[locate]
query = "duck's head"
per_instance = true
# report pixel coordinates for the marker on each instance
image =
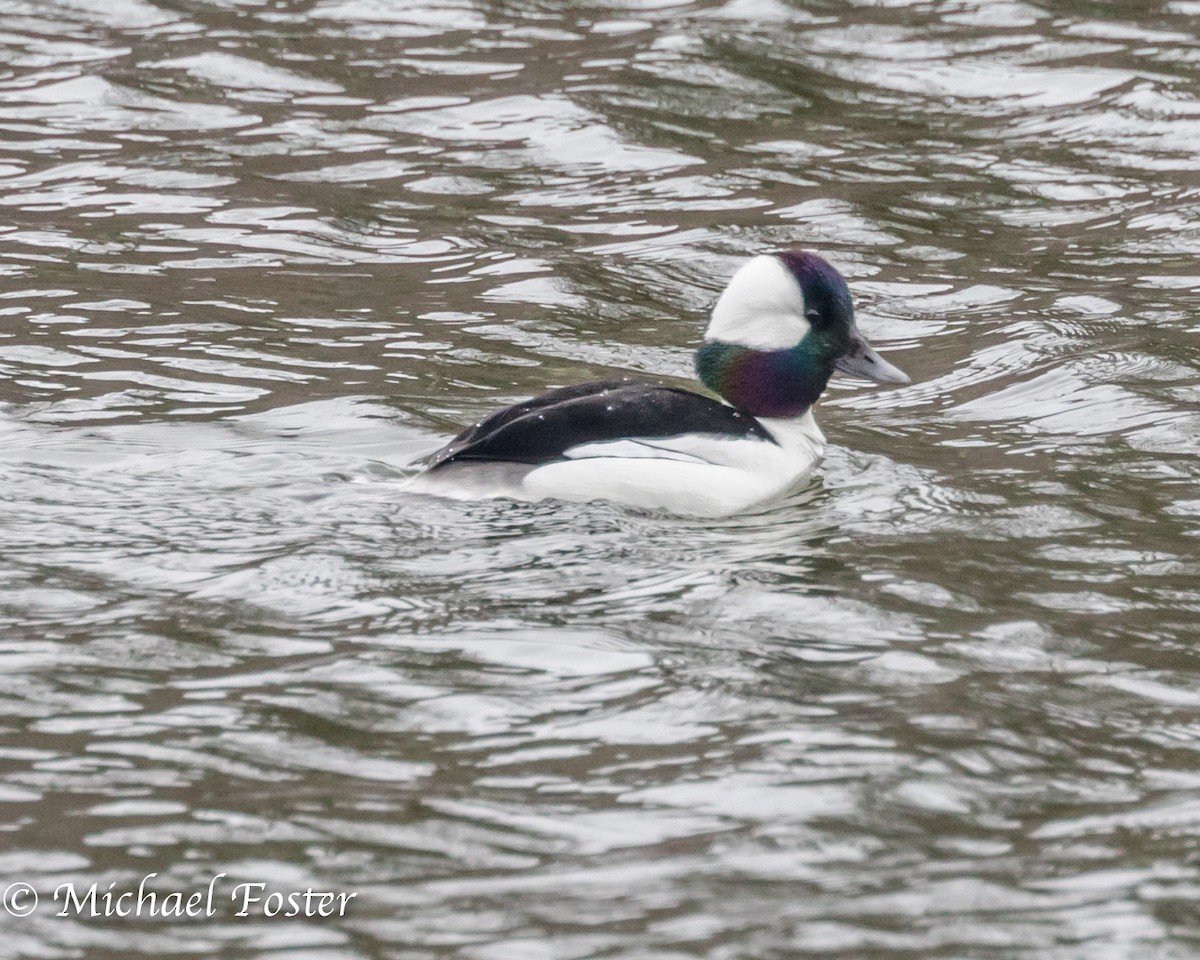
(784, 324)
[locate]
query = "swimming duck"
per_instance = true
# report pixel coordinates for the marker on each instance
(778, 333)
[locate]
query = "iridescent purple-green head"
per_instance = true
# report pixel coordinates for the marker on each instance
(784, 324)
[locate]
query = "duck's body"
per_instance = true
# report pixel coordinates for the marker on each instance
(777, 334)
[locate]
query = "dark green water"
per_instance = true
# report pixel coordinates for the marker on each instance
(258, 255)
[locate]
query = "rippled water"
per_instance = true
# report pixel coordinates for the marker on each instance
(258, 255)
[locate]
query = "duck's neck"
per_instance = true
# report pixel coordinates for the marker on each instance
(765, 383)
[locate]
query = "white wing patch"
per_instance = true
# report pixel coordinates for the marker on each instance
(694, 448)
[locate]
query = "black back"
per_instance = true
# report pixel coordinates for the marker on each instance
(543, 429)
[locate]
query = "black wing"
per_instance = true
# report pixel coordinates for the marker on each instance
(540, 430)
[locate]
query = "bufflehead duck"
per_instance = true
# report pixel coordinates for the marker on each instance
(780, 329)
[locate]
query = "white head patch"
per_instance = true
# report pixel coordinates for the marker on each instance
(761, 309)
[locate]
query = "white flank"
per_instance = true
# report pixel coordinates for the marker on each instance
(761, 309)
(719, 477)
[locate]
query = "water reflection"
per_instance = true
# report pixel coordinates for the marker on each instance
(256, 258)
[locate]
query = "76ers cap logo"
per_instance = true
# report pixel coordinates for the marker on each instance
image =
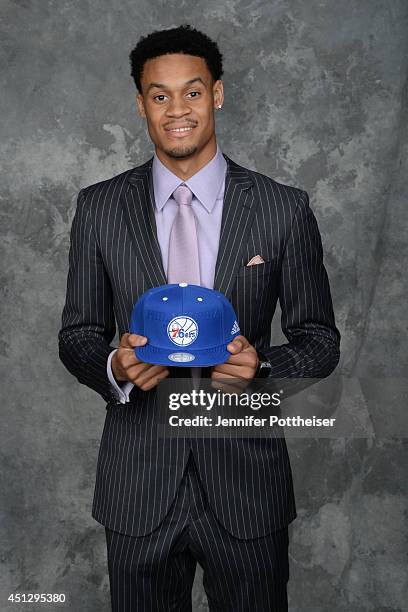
(182, 330)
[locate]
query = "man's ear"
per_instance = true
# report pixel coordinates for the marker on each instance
(218, 93)
(140, 105)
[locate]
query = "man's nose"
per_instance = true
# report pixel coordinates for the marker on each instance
(178, 106)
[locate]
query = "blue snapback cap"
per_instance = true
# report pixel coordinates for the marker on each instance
(185, 325)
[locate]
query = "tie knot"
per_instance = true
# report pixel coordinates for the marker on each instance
(183, 195)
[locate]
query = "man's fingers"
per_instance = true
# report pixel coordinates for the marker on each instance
(238, 344)
(152, 377)
(132, 340)
(152, 372)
************
What to produce ::
Task for the records above: copy every line in which the word "patch" occurs.

Response box ::
query = "white wing patch"
query = "white head patch"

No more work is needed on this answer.